Reading text>
■ ■ ■ ■ ■
In October, astronomers discovered a supermassive black hole binary system in the aftermath of two merging galaxies. At just 90 million light-years away, it's the closest pair of supermassive black holes to Earth yet discovered

The black holes have masses 54 million times that of the sun and 6.3 million times that of the sun, respectively. Currently, they orbit each other at a respectable distance of 1,600 light-years. But in around 250 million years, they will spiral together and merge, just as their parent galaxies did 1 billion years ago, creating a daughter supermassive black hole with a combined mass of around 60 million solar masses.

4. Gravitational wave detector's quantum boost

One manifestation of general relativity is gravitational waves, depicted here as created by two colliding black holes. (Image credit: R. Hurt/Caltech-JPL)

As black hole mergers occur, they set space-time ringing with tiny ripples called gravitational waves, which were first predicted in Einstein's 1915 theory of general relativity.
■ ■ ■ ■ ■
Data extract>

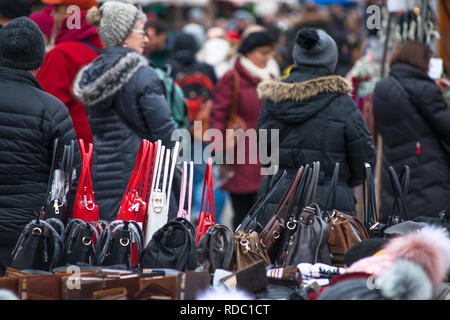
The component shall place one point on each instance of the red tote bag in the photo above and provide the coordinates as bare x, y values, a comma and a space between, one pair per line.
85, 207
135, 201
206, 218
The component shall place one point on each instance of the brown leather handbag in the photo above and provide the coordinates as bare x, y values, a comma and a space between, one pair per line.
235, 122
248, 249
276, 226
■ ■ ■ ■ ■
Your tasks>
[A] Transcribe the black hole passage, starting with "The black holes" and going on through "million solar masses.".
[B] Continue the black hole passage from the point at which it ends.
The data has no connection to the black hole passage.

Answers to the tasks>
[A]
The black holes have masses 54 million times that of the sun and 6.3 million times that of the sun, respectively. Currently, they orbit each other at a respectable distance of 1,600 light-years. But in around 250 million years, they will spiral together and merge, just as their parent galaxies did 1 billion years ago, creating a daughter supermassive black hole with a combined mass of around 60 million solar masses.

[B]
What Einstein didn't predict was that gravitational waves would one day be detectable here on Earth. This detection of space-time ripples got a major boost in October, when the Laser Interferometer Gravitational-Wave Observatory (LIGO) got an upgrade that will push beyond the so-called "quantum limit," allowing it to detect even smaller undulations in space from even more distant black hole mergers.

"We can now reach a deeper universe and are expected to detect about 60 percent more mergers than before," LIGO lab researcher Wenxuan Jia told Space.com. "The upgrade also increases our chances of detecting sub-stellar mass black holes in the universe. The latest experimental upgrade will benefit our detection of astrophysical signals in nearly every way."

5. Echo of supermassive black hole's monstrous "burp"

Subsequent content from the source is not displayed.